- Passage
Microbiology: Bacteria Perform Self-maintenance

Researchers at KIT have demonstrated that bacteria are capable of continuously renewing a mechanism that plays a central role in infections.

Collage von mikroskopischen Aufnahmen, die den kontinuierlichen Austausch SctD darstellen — Caption below

Certain bacteria form complex molecular structures that function like tiny machines and resemble needles. These structures assist in invading host cells by injecting proteins into them – an important step when it comes to infections. Researchers at Karlsruhe Institute of Technology (KIT) have now shown that in Yersinia enterocolitica, a bacterium related to the plague pathogen, the inner membrane ring of the so-called type III secretion system (T3SS) is continuously renewed. This renewal is essential for the assembly and operation of the injection apparatus. The findings offer potential for the development of antimicrobial therapies.

New dynamics in the injection apparatus

The team led by Dr. Andreas Diepold from the Institute of Applied Biosciences at KIT investigated the inner membrane protein SctD and discovered that its subunits are replaced even in fully assembled T3SS structures. “The replacement of the ring components is central to the function of the secretion system,” explains Diepold.

- What you have to do
Write the next part of the article on bacteria renewing their injection apparatus, starting after its final sentence.

- Available data
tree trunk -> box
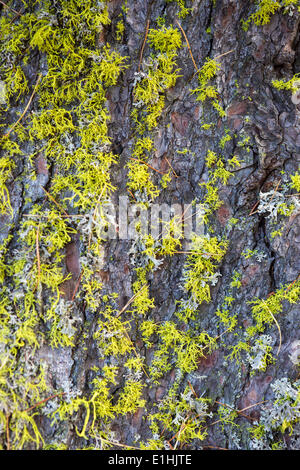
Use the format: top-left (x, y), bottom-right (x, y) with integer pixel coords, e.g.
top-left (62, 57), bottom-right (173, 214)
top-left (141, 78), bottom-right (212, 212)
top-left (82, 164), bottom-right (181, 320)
top-left (0, 0), bottom-right (300, 450)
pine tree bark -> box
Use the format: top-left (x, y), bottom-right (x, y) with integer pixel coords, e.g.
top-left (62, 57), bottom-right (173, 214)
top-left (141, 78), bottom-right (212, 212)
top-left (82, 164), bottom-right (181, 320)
top-left (1, 0), bottom-right (300, 450)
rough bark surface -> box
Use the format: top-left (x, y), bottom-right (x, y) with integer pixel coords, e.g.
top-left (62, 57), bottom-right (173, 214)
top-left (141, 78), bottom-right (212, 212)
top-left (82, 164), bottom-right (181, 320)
top-left (1, 0), bottom-right (300, 450)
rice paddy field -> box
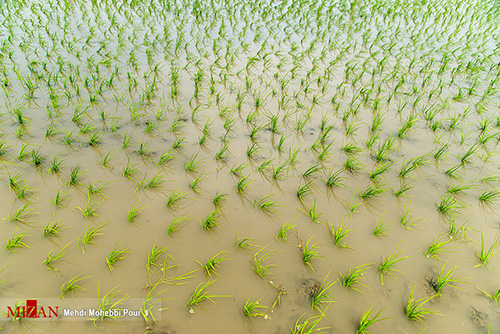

- Solved exercise
The fact that even core structural elements are dynamically exchanged makes the system adaptable and persistently functional—an especially relevant feature in the context of infection. At the same time, this dynamic behavior opens up new points of intervention: disrupting the exchange process can inhibit secretion. “This could represent a potential approach for antimicrobial strategies,” says Diepold. The T3SS can also be used as a tool for the targeted delivery of proteins.

In future research, the KIT team aims to determine which molecular mechanisms regulate the exchange of SctD and how environmental stimuli influence this process. “We are at the beginning of a new understanding of how bacterial nanomachines are not only assembled but also remain mobile and adaptable,” says Diepold.

mfe, November 20, 2025

Photo:
To demonstrate the exchange of SctD (top), the researchers labeled a variant of the protein (red arrow). The reappearance of the label indicates that the protein has been replaced—similar to the dynamic protein SctQ (middle), but unlike the stably integrated SctV (bottom).